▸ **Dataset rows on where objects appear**
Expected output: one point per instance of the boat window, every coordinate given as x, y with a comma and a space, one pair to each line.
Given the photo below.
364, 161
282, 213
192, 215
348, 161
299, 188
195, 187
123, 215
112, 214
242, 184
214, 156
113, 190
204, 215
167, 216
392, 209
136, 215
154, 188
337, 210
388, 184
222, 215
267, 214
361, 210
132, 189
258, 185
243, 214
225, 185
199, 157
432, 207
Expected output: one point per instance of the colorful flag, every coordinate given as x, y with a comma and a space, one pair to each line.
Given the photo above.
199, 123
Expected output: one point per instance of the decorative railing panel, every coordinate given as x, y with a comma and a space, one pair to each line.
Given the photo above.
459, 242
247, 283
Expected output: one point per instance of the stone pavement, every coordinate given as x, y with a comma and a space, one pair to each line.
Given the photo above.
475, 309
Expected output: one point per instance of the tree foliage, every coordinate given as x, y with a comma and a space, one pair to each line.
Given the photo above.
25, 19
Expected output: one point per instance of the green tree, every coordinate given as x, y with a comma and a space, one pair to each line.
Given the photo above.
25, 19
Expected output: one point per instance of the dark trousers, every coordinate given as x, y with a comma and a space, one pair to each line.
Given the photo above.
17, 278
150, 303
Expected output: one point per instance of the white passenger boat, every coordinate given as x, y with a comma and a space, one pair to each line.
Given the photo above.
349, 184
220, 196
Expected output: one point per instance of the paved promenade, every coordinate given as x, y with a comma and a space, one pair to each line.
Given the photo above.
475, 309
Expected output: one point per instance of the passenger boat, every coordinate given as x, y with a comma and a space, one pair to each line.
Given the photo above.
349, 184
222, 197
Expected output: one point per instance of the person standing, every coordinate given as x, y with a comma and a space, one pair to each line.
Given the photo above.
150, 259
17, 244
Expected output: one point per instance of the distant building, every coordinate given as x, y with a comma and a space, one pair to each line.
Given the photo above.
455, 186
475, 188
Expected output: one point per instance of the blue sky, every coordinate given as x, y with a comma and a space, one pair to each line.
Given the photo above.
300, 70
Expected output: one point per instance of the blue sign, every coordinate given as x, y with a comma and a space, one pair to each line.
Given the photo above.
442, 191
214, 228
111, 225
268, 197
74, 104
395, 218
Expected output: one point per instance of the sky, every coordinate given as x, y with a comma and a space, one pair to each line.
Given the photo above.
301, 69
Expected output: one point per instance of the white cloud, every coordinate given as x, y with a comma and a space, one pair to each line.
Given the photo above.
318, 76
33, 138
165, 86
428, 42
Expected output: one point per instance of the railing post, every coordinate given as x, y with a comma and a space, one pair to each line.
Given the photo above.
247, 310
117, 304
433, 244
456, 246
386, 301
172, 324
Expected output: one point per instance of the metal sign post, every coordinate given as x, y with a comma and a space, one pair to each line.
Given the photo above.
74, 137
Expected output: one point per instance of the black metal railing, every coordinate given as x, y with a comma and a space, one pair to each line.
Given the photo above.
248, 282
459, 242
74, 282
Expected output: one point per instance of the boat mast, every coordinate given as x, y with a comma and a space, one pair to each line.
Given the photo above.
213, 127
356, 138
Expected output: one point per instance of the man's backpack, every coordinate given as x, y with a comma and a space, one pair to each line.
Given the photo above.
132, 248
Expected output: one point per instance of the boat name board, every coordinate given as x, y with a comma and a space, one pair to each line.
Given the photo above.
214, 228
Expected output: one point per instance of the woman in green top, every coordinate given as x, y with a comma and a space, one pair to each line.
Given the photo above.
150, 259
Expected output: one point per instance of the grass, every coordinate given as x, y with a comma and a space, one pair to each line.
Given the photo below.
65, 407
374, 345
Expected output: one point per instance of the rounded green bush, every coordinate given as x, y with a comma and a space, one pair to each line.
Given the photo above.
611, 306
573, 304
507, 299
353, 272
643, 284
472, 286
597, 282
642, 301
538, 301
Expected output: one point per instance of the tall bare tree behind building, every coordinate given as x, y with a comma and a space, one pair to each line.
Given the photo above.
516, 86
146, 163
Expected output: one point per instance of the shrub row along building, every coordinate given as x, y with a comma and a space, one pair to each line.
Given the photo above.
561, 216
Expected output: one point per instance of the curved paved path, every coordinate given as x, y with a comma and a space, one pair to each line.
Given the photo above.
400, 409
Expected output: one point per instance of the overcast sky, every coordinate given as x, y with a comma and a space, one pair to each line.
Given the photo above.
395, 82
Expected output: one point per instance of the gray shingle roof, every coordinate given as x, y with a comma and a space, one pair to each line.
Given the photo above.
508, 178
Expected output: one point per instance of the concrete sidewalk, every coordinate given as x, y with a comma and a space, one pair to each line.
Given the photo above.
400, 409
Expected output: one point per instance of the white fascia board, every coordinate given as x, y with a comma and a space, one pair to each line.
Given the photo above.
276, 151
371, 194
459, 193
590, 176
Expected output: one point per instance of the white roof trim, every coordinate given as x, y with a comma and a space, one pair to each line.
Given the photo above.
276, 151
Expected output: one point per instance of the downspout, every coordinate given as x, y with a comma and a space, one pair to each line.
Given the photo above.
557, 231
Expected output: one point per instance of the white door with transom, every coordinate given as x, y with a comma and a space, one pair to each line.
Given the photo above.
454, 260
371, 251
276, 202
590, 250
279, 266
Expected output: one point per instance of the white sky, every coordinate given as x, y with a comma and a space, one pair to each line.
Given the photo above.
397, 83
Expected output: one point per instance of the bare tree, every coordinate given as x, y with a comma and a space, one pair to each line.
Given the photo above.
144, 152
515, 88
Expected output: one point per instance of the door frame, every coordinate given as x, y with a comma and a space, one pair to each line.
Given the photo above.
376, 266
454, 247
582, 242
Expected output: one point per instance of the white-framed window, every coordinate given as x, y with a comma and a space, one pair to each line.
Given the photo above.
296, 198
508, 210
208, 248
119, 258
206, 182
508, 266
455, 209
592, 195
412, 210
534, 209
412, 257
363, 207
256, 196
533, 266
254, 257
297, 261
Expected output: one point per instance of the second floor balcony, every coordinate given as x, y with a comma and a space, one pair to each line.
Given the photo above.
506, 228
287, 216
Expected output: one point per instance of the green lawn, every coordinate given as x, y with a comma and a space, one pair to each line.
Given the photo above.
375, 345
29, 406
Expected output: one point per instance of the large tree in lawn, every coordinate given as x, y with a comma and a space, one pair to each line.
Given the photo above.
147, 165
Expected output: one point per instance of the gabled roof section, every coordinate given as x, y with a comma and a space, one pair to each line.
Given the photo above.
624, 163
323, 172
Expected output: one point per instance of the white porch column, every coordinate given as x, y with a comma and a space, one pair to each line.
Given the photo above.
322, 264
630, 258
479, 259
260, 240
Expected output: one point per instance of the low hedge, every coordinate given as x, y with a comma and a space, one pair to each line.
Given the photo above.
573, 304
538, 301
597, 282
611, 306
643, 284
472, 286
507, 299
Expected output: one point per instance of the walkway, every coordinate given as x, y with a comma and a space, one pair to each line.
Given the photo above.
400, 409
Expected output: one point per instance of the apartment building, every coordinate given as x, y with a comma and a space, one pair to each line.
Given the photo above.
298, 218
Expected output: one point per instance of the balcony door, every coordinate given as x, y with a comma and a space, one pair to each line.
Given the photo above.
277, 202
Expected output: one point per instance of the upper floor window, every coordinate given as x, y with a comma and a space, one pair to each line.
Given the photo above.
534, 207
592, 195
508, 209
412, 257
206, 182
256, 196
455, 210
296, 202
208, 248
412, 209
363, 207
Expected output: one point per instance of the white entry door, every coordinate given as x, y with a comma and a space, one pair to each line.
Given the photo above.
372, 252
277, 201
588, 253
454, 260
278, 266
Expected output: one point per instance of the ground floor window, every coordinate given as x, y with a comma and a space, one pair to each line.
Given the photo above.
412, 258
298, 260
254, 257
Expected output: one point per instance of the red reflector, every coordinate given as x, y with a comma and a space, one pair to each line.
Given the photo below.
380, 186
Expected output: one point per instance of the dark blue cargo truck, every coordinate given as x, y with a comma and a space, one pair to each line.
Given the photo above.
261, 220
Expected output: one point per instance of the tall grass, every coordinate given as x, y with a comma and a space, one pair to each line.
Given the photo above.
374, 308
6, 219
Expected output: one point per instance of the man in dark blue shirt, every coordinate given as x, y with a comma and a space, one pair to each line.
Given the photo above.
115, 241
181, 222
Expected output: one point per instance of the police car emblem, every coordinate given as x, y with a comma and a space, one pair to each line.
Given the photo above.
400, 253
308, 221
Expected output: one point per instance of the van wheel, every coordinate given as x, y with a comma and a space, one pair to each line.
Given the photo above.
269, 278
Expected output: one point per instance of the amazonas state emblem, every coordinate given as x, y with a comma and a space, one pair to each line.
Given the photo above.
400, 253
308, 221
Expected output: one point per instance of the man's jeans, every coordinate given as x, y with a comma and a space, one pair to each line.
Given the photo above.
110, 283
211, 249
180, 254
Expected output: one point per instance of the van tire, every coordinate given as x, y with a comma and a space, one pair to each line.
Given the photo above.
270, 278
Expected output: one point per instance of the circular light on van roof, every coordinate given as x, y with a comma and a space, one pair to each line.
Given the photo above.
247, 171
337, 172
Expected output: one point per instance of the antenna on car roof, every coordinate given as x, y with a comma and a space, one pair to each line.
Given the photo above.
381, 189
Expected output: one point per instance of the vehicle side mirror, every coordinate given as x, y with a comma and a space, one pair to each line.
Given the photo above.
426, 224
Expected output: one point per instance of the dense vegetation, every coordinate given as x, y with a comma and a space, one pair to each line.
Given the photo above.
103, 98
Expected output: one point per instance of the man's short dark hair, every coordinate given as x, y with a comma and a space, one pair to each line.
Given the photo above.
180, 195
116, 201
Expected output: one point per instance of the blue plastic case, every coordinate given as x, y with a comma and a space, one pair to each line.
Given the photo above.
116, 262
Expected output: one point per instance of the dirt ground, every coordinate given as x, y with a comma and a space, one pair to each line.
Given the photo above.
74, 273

▸ **Requirement**
Quote only the lines from the line containing "Expected output: one point per instance of the dense" through the end of the entries, keeping the first and the last.

▸ **Task result**
Expected output: one point per instance of the dense vegetation, every coordinate given as x, y with a comma and a space, one pair to each line.
Given the photo above.
103, 98
Expected output: one point per instance of the man's short dark hair, every coordinate given as x, y with a comma and a space, one pair to each line.
Given the photo above.
180, 195
116, 201
Expected output: one point per instance of the blue plastic case, every coordinate given as x, y with a comma and a space, one pair to each line.
Given the photo above.
116, 262
Expected output: one point per instance of the dirt ground, every coordinate given as x, y with a comma and a space, one pair to each line.
Given the photo above.
74, 273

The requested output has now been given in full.